─── DATA RECORDS

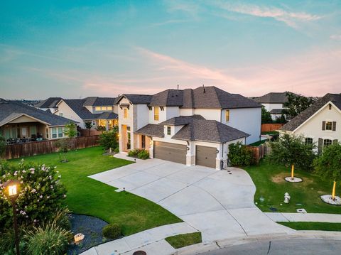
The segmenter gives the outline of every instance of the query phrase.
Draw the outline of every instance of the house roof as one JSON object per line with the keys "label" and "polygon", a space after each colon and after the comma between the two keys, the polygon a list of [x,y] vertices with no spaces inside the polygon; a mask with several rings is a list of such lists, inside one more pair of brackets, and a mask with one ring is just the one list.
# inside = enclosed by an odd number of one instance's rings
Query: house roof
{"label": "house roof", "polygon": [[214,120],[197,119],[183,126],[173,139],[226,143],[249,134]]}
{"label": "house roof", "polygon": [[[257,103],[264,104],[283,104],[288,102],[287,93],[291,93],[289,92],[270,92],[266,94],[259,97],[254,98],[254,101]],[[298,95],[298,94],[296,94]]]}
{"label": "house roof", "polygon": [[75,112],[82,119],[118,119],[118,115],[114,112],[104,112],[93,114],[84,107],[87,99],[63,99],[63,101]]}
{"label": "house roof", "polygon": [[148,124],[135,131],[135,134],[157,137],[163,137],[165,136],[163,126],[160,124]]}
{"label": "house roof", "polygon": [[37,108],[57,108],[57,104],[62,99],[61,97],[49,97],[34,105]]}
{"label": "house roof", "polygon": [[116,104],[116,97],[89,97],[85,98],[84,107],[113,106]]}
{"label": "house roof", "polygon": [[0,126],[23,115],[36,119],[49,126],[64,126],[70,122],[76,122],[20,102],[0,99]]}
{"label": "house roof", "polygon": [[309,108],[306,109],[289,122],[283,125],[281,128],[281,130],[294,131],[329,102],[332,102],[340,110],[341,110],[341,94],[328,93],[316,101]]}
{"label": "house roof", "polygon": [[160,124],[181,126],[181,125],[185,125],[192,122],[193,119],[205,119],[201,115],[180,116],[178,117],[169,119],[163,122],[160,123]]}

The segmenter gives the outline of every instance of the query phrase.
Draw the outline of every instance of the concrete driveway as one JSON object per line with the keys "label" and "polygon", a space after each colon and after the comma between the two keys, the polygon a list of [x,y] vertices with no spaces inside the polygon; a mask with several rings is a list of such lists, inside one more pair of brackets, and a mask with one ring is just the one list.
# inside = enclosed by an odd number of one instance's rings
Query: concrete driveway
{"label": "concrete driveway", "polygon": [[148,159],[90,177],[160,205],[200,231],[204,242],[293,232],[254,205],[256,188],[242,169]]}

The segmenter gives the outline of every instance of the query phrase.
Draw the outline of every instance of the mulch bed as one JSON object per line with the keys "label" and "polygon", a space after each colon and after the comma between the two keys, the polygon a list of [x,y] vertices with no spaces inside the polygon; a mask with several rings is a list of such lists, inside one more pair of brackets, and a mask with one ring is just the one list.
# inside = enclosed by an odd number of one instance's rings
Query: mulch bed
{"label": "mulch bed", "polygon": [[85,237],[80,244],[70,245],[67,255],[80,254],[94,246],[110,241],[103,238],[102,234],[102,229],[108,224],[102,219],[92,216],[72,214],[70,222],[72,233],[82,233]]}

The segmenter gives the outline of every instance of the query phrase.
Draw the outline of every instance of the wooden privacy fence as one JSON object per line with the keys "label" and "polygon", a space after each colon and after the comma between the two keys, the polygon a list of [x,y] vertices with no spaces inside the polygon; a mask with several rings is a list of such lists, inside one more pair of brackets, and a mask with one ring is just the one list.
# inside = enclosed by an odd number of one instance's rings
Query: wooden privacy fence
{"label": "wooden privacy fence", "polygon": [[[99,136],[80,136],[72,139],[75,148],[82,148],[99,145]],[[30,156],[50,153],[58,151],[58,140],[46,140],[31,143],[9,144],[6,148],[5,159],[18,158]]]}
{"label": "wooden privacy fence", "polygon": [[284,125],[283,124],[261,124],[261,131],[262,132],[269,132],[271,131],[278,130],[281,127]]}
{"label": "wooden privacy fence", "polygon": [[254,153],[254,158],[258,164],[261,158],[270,153],[270,146],[266,143],[262,143],[259,146],[247,146]]}

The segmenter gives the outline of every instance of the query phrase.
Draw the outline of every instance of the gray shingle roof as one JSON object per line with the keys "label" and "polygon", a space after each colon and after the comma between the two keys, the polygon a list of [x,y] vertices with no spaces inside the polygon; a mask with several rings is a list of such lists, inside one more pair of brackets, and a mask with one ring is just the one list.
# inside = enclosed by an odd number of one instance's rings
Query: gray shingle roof
{"label": "gray shingle roof", "polygon": [[118,119],[118,115],[114,112],[104,112],[101,114],[92,114],[86,107],[84,99],[63,99],[63,101],[75,112],[82,119]]}
{"label": "gray shingle roof", "polygon": [[192,116],[180,116],[178,117],[174,117],[169,119],[163,122],[160,123],[161,125],[174,125],[181,126],[188,124],[193,121],[193,119],[205,119],[201,115],[192,115]]}
{"label": "gray shingle roof", "polygon": [[332,102],[340,110],[341,110],[341,94],[328,93],[316,101],[309,108],[306,109],[289,122],[283,125],[281,128],[281,130],[294,131],[329,102]]}
{"label": "gray shingle roof", "polygon": [[172,139],[226,143],[249,136],[249,134],[245,132],[217,121],[195,119],[193,122],[183,127]]}
{"label": "gray shingle roof", "polygon": [[[264,103],[264,104],[283,104],[288,102],[288,98],[286,97],[286,93],[291,93],[290,92],[271,92],[266,94],[259,97],[254,98],[254,101],[257,103]],[[296,96],[298,96],[297,94],[294,94]]]}
{"label": "gray shingle roof", "polygon": [[159,124],[148,124],[135,131],[135,134],[157,137],[163,137],[165,136],[163,126]]}
{"label": "gray shingle roof", "polygon": [[43,122],[48,123],[50,126],[64,126],[70,122],[75,123],[72,120],[22,103],[0,100],[0,126],[23,114],[31,116]]}
{"label": "gray shingle roof", "polygon": [[85,98],[85,107],[113,106],[116,104],[116,97],[89,97]]}
{"label": "gray shingle roof", "polygon": [[61,97],[49,97],[35,104],[37,108],[56,108],[57,104],[62,99]]}

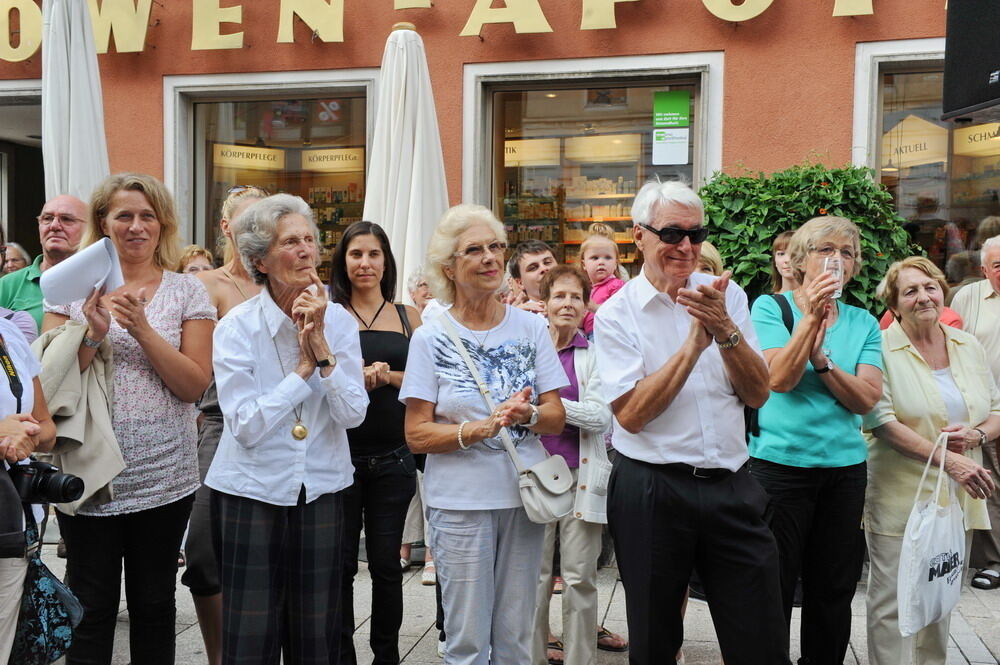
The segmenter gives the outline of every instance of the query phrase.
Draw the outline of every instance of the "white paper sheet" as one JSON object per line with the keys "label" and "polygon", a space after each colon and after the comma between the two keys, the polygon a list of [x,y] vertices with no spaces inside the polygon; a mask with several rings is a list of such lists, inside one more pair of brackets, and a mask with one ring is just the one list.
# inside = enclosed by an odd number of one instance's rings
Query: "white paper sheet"
{"label": "white paper sheet", "polygon": [[124,285],[125,279],[114,244],[102,238],[43,272],[39,284],[46,302],[68,305],[102,286],[110,293]]}

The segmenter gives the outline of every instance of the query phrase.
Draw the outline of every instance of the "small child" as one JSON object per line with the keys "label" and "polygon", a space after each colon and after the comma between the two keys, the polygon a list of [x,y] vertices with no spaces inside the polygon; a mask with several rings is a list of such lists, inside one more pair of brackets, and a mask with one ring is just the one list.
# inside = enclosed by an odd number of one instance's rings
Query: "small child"
{"label": "small child", "polygon": [[618,245],[603,234],[587,236],[580,245],[580,262],[590,278],[590,311],[583,317],[583,332],[589,337],[594,333],[594,312],[625,282],[618,277]]}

──────

PROBLEM REQUIREMENTS:
From the records above, extract every line that contains the word "shingle", treating uppercase and lowercase letters as different.

THE COMPLETED TASK:
Draw the outline of every instance of the gray shingle roof as one JSON object per line with the keys "label" and "polygon", a space after each colon and after the comma between the two keys, the polygon a list of [x,y] vertices with no spaces inside the polygon; a mask with several rings is a list of such lists, inside one more pair of brackets, and a mask with one ring is just the one list.
Query: gray shingle roof
{"label": "gray shingle roof", "polygon": [[118,119],[118,115],[114,112],[104,112],[101,114],[92,114],[86,107],[84,99],[63,99],[63,101],[75,112],[82,119]]}
{"label": "gray shingle roof", "polygon": [[192,116],[180,116],[178,117],[174,117],[169,119],[163,122],[160,123],[161,125],[174,125],[181,126],[188,124],[193,121],[193,119],[205,119],[201,115],[192,115]]}
{"label": "gray shingle roof", "polygon": [[332,102],[340,110],[341,110],[341,94],[328,93],[316,101],[309,108],[306,109],[289,122],[283,125],[281,128],[281,130],[294,131],[329,102]]}
{"label": "gray shingle roof", "polygon": [[172,139],[226,143],[249,136],[249,134],[245,132],[217,121],[195,119],[193,122],[183,127]]}
{"label": "gray shingle roof", "polygon": [[[264,103],[264,104],[283,104],[288,102],[288,98],[286,97],[286,93],[291,93],[290,92],[271,92],[266,94],[259,97],[254,98],[254,101],[257,103]],[[296,96],[298,96],[297,94],[294,94]]]}
{"label": "gray shingle roof", "polygon": [[159,124],[148,124],[135,131],[135,134],[157,137],[163,137],[165,136],[163,126]]}
{"label": "gray shingle roof", "polygon": [[43,122],[48,123],[50,126],[64,126],[70,122],[75,123],[72,120],[22,103],[0,100],[0,126],[23,114],[31,116]]}
{"label": "gray shingle roof", "polygon": [[85,98],[85,107],[113,106],[116,104],[116,97],[89,97]]}
{"label": "gray shingle roof", "polygon": [[61,97],[49,97],[35,104],[37,108],[56,108],[57,104],[62,99]]}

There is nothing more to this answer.